__Extract to read__.

Monday, January 18, 2010

Learning a New Tongue

While preparing to go to Senegal, I told people that I enjoy learning languages. I’m feeling now that this is statement must be revisited. While I like learning languages in theory, in practice the exercise is endlessly frustrating. And while it’s frustrating constantly, it’s also full of rewards. Let me explain.

Language and the act of living are inextricably intertwined. In America I think that we overuse the word indescribable. Very few things in life are indescribable. In fact, language is developed and evolves to fit every experience that we might face so that we can communicate it to others.

Now suppose that the English language was constrained to one tenth of the words that exist now, and it could not grow. How would we describe the discovery of new biological processes or a new sport? Every conversation would be one long process of describing one object and then describing another using simple language.

This is my life right now. It feels sometimes that because the way I can describe my experiences is limited, my experiences are also limited. Somehow not sharing them devalues them. One perspective is not enough to learn and grow. (Not to mention it’s hard when I average 1 word/2 seconds.)

I’ve also been thinking about memory and language. If I experience a conversation in French, will I remember it in French? At some point in learning a language, you begin thinking in the new language. But what if you forget it, like I’ve lost most of the Spanish I learned 2 years ago? Do I also lose those memories? I don’t think I have, but I wonder if they’ve been recast in the English words that describe them differently than Spanish would, thus changing my memory.

In the great debate over the merits of immersion versus grammar in learning a language, I doubt I have anything new to say. I’d only note that I’m trying to use a mix of the two. Learning new vocabulary or new words in immersion is difficult and slow because you do not have an English translation for the word. But maybe that is best so that in your mind the word is categorized by experience rather than letters. Perhaps this sticks better in the brain goop.

To end, I’ll note that I think I hit a low point in my French when I mistakenly said yes when someone asked me if I liked Lady Gaga. This mistake led to a Franco-Senegalese accented rendition of Poker Face. I then tried to recover by telling the joke “How do you wake up Lady Gaga?” It took about 5 minutes for them to understand the correct answer. (Poke her face.) It’s all up from here folks.

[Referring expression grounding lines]
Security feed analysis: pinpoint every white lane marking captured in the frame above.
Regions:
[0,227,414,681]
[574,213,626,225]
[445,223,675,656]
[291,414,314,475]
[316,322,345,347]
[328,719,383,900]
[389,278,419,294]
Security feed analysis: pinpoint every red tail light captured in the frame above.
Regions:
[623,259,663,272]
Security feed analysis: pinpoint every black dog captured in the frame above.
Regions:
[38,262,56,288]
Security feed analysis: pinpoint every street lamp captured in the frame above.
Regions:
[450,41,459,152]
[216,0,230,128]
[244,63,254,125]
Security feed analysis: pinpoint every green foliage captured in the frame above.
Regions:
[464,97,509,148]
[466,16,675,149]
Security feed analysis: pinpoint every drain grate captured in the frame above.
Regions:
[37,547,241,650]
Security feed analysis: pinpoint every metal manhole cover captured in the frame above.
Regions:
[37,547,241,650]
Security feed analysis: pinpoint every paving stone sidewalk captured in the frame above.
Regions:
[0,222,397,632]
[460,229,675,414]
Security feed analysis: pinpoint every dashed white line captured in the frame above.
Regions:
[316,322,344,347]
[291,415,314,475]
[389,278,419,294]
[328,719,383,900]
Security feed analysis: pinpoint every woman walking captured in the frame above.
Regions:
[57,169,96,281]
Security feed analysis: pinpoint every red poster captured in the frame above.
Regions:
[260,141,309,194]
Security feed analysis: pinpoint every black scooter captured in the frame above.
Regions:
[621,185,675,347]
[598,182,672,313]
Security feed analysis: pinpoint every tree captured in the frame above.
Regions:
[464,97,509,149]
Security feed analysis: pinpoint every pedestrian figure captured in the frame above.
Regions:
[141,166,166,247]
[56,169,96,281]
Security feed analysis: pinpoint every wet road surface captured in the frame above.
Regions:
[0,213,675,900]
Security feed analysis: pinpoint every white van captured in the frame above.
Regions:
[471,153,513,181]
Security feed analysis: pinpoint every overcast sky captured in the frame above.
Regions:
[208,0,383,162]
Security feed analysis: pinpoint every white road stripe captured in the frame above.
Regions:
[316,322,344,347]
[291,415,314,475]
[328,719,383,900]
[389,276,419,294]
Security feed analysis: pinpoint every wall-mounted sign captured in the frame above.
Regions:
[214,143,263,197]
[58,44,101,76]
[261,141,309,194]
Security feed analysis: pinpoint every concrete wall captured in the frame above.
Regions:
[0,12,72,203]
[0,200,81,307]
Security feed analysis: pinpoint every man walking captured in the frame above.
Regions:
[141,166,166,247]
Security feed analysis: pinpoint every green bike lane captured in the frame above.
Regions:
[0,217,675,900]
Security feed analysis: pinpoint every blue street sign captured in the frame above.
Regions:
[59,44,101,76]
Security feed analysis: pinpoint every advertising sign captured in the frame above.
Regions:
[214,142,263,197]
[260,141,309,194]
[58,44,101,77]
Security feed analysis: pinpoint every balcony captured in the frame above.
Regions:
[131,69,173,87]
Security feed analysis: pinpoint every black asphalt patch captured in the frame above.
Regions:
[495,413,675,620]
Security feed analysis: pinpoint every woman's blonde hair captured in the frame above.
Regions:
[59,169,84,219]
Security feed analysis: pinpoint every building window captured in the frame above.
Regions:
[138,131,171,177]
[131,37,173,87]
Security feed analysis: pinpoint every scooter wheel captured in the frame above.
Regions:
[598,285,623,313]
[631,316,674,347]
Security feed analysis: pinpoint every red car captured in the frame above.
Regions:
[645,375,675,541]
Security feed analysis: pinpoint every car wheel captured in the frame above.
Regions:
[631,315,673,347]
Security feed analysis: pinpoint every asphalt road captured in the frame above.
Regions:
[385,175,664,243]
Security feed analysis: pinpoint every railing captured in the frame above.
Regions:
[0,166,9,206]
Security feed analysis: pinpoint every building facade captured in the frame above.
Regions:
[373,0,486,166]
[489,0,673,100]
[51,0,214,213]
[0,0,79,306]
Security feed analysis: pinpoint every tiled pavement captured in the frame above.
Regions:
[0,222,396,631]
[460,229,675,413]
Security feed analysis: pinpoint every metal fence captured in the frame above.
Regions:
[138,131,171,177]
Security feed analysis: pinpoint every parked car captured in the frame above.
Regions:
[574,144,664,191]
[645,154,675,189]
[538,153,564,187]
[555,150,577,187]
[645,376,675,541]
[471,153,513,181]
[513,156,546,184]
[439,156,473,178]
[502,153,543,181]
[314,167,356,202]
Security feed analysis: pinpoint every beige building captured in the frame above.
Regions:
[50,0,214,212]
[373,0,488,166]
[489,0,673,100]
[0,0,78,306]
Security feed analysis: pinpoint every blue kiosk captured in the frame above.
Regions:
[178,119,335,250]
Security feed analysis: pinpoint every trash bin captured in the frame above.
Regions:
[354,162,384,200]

__Task requirements__.
Answer these questions about the post on learning a new tongue:
1. What country was the writer preparing to go to?
2. Which language, learned two years earlier, has the writer mostly lost?
3. What question did the writer mistakenly answer yes to?
You won't need the lines to do this.

__Task result__.
1. Senegal
2. Spanish
3. Whether the writer liked Lady Gaga